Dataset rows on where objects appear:
○ ○ ○ ○
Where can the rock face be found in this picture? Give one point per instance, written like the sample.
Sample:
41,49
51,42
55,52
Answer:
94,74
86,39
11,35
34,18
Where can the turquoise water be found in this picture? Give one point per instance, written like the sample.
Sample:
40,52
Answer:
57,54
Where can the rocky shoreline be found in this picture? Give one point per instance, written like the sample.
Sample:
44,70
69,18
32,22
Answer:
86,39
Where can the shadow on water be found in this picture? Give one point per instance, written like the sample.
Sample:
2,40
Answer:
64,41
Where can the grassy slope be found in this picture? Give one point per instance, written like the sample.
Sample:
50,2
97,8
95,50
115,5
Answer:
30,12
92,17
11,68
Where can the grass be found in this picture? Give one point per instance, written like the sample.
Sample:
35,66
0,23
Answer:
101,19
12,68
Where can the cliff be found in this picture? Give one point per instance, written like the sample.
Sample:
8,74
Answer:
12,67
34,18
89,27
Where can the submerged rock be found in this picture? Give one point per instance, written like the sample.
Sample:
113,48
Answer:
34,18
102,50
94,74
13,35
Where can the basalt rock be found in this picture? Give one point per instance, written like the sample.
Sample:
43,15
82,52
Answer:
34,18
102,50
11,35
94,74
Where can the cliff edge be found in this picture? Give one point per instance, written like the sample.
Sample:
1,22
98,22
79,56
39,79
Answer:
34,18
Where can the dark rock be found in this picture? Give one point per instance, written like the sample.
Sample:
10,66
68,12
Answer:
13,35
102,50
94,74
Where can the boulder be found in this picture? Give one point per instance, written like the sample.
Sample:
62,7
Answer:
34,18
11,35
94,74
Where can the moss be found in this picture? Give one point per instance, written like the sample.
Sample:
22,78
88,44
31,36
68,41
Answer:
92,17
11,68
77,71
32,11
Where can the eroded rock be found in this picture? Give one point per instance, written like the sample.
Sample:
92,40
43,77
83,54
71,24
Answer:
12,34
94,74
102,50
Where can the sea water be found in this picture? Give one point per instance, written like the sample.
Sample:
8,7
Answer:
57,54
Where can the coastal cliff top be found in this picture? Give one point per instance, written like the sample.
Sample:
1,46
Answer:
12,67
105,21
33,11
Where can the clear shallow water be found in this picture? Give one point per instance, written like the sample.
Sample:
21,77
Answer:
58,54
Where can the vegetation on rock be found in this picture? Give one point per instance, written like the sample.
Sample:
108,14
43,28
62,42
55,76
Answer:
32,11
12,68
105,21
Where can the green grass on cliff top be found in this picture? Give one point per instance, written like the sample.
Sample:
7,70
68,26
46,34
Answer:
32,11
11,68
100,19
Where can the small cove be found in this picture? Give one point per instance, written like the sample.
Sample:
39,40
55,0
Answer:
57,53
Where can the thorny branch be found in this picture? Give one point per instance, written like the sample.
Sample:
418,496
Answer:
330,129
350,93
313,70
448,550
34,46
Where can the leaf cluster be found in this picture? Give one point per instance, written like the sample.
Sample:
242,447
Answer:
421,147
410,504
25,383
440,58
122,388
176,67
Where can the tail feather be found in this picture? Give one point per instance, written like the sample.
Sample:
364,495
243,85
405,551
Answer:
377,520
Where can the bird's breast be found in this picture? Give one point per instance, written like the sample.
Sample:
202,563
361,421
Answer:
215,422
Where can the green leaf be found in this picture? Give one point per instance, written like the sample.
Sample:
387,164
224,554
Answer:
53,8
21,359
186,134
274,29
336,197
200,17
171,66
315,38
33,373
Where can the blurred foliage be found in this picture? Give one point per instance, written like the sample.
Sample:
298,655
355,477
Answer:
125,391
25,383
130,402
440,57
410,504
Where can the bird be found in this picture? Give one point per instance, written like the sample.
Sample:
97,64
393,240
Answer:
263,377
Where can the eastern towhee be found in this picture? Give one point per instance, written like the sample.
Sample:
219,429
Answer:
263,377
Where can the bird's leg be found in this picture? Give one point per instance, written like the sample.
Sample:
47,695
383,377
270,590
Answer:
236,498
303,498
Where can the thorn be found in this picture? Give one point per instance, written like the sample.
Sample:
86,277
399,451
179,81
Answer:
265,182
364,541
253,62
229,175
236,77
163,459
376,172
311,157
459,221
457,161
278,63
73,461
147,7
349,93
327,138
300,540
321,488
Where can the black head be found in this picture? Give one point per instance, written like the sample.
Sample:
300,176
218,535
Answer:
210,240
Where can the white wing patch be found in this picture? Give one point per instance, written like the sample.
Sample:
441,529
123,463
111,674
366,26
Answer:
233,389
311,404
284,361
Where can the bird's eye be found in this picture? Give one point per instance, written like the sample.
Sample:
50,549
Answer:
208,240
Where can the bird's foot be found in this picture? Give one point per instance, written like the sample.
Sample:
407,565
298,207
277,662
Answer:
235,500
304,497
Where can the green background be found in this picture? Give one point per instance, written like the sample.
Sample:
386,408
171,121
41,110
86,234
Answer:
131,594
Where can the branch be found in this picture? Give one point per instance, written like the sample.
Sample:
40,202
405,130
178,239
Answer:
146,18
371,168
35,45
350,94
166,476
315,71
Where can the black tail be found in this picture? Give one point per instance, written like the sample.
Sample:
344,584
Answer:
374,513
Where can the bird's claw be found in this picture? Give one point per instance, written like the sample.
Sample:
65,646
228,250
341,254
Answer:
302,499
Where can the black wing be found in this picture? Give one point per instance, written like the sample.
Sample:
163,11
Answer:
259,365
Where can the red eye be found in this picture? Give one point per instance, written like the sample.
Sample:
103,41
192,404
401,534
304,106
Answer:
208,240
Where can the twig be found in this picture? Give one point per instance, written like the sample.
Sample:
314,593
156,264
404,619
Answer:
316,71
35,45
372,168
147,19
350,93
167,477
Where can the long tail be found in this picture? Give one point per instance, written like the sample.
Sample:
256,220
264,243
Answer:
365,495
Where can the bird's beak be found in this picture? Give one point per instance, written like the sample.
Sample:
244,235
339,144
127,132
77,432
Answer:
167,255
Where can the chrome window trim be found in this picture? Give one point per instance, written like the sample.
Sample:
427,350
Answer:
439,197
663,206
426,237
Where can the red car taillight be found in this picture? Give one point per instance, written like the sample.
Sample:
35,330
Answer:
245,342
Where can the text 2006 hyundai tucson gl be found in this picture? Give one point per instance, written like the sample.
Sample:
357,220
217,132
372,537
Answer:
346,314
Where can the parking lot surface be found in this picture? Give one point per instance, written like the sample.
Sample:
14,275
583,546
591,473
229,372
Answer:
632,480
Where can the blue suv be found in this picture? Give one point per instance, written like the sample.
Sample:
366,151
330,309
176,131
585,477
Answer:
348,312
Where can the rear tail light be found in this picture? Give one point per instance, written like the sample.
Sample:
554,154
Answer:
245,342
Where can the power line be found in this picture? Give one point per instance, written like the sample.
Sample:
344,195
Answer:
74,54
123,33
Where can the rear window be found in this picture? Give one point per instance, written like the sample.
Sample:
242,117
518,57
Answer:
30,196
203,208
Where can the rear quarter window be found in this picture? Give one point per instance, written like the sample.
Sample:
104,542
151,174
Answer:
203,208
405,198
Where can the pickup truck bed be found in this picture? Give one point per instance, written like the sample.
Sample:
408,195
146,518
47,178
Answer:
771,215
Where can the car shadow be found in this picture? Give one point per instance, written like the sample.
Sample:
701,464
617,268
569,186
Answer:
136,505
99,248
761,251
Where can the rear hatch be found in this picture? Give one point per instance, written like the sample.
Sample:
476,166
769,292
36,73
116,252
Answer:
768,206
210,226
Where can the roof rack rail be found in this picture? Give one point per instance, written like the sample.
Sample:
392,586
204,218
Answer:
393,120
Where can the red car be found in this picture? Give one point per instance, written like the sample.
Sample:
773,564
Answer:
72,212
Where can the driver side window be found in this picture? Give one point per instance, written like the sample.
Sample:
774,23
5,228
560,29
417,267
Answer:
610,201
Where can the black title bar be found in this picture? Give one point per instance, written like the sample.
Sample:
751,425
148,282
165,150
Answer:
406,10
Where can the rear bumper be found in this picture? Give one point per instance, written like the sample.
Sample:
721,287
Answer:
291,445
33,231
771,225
○ ○ ○ ○
§ Instruction:
Extract, exactly as they appear, the lines from the one containing "Where can the pickup" through the final line.

§ Solution:
Where can the pickup truck bed be found in this picture? Give one point per instance, written like the sample.
Sample:
408,195
146,518
47,178
Answer:
771,215
Where can the car shadow be found in this picture? Give one point per instance, written like the sample.
Sample:
701,464
617,268
569,186
Answer:
136,505
99,248
761,251
Where can the rear hatch be found in this picture? Give one point per instance, written like the sample.
Sample:
476,166
769,292
36,73
116,252
Answer:
768,206
210,226
Where can the roof rack rail be found in this picture? Give one point per instance, written like the sample.
Sample:
392,586
204,218
Answer:
393,120
Where can the red car be found in this picture? Give one point per instance, written like the sample.
Sample:
773,564
Answer:
72,212
Where can the driver side window be found in this picture? Give one point per instance, written like the sample.
Sample:
774,23
5,228
560,29
417,267
Answer:
610,201
Where can the black title bar be found in this picture? Give one point per instance, written like the sample.
Sample:
751,425
148,282
165,150
Answer:
406,10
Where can the rear bumper be found in this picture? Give one point per instance, written like the sample.
Sample:
721,287
Answer:
291,445
33,231
771,225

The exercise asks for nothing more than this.